**The task**. Please pick out every line in the items below that contains the word "cooler" and copy each of those lines in full.

Rows of box annotation data:
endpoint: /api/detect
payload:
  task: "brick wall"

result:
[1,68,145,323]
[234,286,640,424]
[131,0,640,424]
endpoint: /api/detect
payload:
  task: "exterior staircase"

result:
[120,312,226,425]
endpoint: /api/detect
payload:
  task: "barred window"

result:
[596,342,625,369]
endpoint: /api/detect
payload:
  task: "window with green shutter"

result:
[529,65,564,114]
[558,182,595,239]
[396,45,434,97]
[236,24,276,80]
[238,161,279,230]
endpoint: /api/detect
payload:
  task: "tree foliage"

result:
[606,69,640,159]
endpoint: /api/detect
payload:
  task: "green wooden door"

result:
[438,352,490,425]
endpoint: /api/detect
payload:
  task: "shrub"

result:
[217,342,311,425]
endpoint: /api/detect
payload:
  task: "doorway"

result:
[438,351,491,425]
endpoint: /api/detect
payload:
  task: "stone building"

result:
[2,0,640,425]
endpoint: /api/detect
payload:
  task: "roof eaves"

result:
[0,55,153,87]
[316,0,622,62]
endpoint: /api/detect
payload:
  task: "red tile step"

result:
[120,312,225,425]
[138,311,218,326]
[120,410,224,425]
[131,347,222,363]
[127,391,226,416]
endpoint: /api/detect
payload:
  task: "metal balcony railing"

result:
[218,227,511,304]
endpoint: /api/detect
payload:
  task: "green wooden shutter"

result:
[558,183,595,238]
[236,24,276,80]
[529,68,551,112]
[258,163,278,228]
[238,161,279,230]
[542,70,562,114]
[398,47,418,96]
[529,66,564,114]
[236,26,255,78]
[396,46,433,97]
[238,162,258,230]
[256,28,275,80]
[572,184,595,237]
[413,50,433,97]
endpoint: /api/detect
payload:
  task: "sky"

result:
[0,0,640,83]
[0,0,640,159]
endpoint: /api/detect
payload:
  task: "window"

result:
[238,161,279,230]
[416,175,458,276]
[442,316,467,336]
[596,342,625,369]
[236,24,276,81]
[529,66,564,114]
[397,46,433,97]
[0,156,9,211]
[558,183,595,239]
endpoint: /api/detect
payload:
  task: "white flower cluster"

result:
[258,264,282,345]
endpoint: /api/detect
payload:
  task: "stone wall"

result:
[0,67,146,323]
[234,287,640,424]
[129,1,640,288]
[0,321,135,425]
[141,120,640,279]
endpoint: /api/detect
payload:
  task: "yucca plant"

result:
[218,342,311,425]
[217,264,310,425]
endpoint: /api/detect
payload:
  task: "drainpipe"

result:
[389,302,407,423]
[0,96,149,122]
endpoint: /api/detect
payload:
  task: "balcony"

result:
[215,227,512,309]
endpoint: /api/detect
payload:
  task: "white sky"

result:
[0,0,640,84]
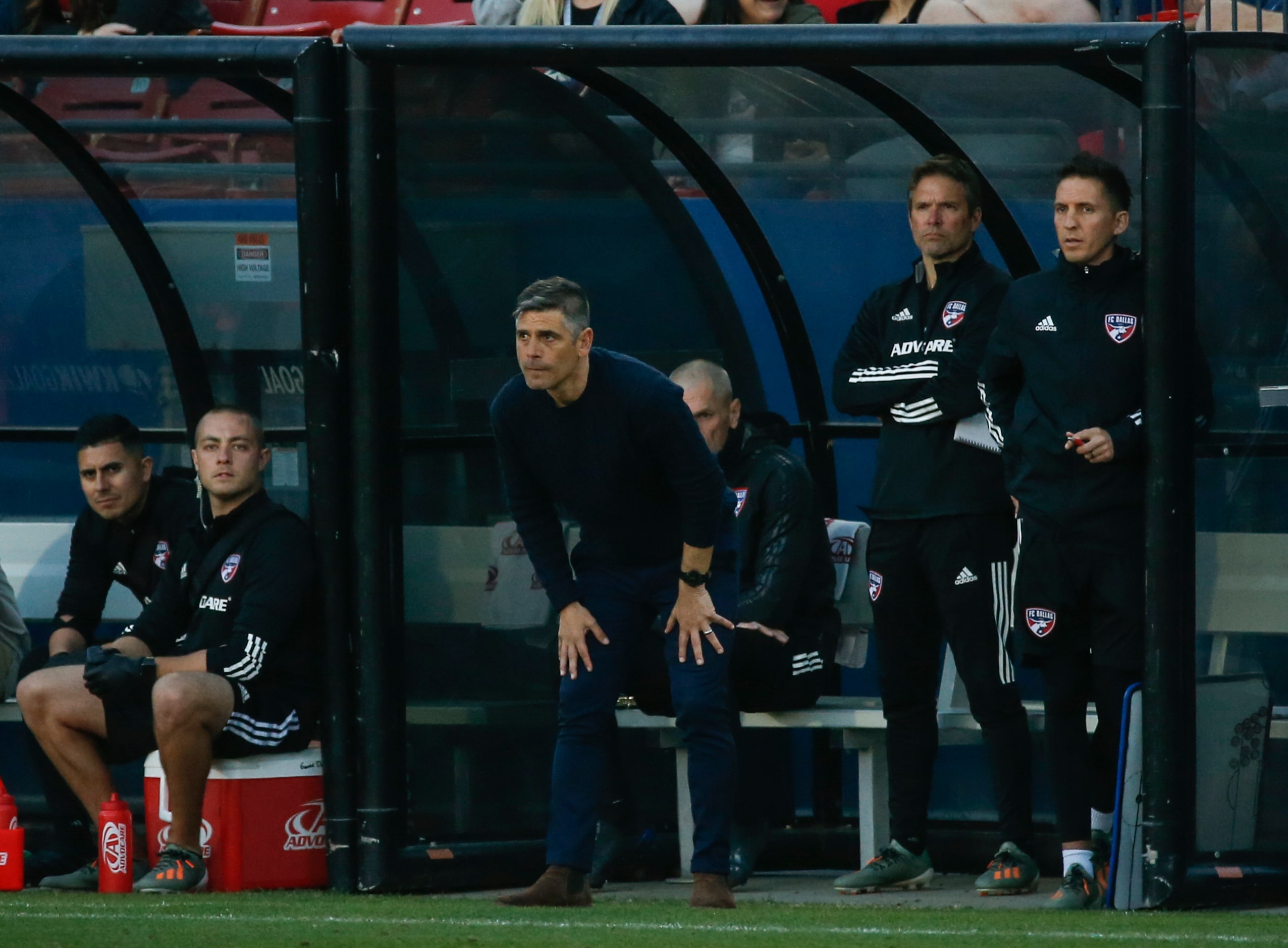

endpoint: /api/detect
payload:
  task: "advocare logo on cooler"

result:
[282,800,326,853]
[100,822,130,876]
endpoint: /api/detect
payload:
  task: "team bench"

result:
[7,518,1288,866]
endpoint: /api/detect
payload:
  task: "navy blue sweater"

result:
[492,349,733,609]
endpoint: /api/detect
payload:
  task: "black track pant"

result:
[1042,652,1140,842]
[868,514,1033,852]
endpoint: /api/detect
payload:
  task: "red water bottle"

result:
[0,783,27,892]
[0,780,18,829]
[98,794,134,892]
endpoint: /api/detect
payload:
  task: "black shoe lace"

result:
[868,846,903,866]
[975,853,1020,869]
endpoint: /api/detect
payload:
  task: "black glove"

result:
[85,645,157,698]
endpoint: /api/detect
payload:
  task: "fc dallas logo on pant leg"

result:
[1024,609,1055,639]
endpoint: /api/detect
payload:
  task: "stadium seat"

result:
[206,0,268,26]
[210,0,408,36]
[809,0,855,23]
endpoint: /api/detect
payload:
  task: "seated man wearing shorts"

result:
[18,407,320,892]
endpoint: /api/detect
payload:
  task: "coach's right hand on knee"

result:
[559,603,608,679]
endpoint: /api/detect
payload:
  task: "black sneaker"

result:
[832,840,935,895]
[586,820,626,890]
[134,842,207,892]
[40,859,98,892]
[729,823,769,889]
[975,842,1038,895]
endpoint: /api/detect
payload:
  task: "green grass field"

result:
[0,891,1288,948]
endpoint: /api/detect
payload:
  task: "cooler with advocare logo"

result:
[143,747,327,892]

* * *

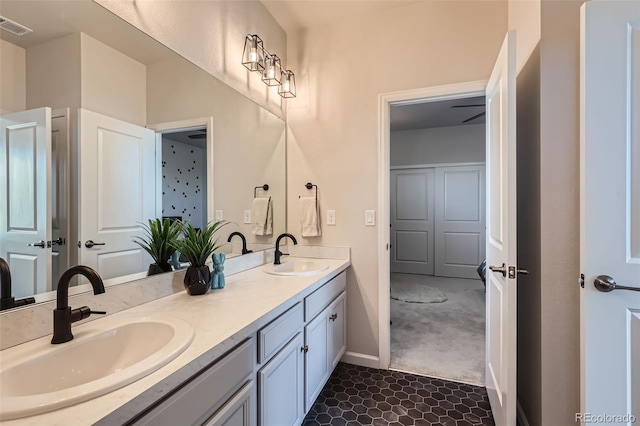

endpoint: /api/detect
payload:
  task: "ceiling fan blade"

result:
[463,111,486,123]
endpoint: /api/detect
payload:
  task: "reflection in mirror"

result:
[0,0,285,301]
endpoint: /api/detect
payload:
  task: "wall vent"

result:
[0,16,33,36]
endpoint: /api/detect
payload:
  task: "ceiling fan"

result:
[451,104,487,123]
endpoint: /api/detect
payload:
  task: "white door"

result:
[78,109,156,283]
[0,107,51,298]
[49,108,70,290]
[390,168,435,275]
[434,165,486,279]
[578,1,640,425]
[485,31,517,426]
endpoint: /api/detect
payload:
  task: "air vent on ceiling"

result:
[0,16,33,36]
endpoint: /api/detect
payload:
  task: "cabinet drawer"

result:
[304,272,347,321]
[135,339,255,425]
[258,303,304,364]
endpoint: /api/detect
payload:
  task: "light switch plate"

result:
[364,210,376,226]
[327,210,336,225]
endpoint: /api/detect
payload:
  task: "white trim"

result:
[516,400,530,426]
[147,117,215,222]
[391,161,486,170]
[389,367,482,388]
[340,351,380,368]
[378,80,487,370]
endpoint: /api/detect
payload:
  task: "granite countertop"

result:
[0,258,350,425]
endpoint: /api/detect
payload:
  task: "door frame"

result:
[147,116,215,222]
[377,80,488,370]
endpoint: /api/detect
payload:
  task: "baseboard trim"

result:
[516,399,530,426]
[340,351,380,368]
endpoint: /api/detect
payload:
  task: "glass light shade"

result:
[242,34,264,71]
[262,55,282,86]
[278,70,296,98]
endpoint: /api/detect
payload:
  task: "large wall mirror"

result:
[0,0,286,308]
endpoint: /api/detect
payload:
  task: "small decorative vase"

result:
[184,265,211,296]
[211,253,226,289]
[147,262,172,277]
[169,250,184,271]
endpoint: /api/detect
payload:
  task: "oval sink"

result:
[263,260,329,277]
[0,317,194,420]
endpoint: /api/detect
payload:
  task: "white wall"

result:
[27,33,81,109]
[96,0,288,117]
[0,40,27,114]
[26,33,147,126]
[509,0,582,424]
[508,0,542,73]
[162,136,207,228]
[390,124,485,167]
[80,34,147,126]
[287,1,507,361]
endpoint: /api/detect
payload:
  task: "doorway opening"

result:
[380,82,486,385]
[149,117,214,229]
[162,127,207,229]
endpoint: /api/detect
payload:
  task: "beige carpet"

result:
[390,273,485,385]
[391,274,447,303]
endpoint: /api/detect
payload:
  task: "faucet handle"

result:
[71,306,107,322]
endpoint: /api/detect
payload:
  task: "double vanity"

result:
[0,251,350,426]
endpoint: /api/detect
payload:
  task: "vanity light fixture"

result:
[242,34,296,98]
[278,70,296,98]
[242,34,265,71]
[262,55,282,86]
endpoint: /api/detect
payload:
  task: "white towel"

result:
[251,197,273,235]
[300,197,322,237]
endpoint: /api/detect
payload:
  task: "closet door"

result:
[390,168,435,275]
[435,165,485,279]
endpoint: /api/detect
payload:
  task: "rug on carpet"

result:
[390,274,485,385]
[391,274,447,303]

* * *

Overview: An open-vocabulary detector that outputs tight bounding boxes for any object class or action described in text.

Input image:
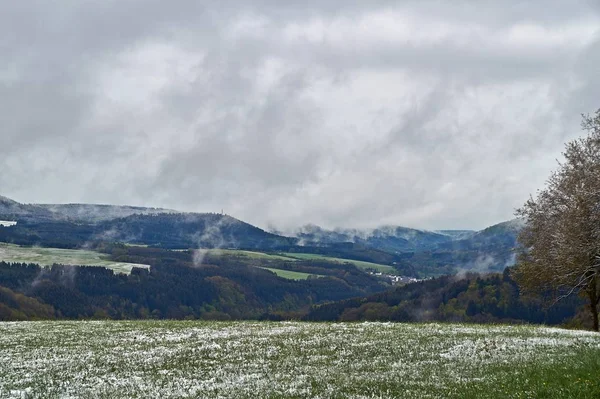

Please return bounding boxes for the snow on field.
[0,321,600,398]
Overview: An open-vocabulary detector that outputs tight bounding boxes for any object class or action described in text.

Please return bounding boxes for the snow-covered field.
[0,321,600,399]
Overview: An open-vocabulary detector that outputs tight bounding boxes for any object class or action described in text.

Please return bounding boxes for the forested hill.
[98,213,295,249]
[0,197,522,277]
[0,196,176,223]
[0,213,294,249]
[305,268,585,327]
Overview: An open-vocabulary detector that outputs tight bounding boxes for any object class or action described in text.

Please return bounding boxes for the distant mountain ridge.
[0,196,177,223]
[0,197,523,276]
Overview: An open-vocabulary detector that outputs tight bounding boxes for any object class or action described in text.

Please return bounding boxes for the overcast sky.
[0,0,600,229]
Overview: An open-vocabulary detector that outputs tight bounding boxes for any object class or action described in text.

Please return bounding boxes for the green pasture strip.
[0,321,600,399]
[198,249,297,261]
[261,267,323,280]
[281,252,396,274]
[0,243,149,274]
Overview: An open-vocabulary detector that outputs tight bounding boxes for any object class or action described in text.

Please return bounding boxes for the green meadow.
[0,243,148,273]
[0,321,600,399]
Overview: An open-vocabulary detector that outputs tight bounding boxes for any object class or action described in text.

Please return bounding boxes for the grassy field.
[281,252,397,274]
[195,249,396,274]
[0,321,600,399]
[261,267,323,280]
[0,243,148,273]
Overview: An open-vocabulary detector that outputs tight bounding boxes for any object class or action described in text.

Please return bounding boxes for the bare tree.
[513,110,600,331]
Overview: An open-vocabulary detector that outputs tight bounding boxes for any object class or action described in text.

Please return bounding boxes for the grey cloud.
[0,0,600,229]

**Response**.
  task: "advocare logo on cooler"
  task: "cooler with advocare logo"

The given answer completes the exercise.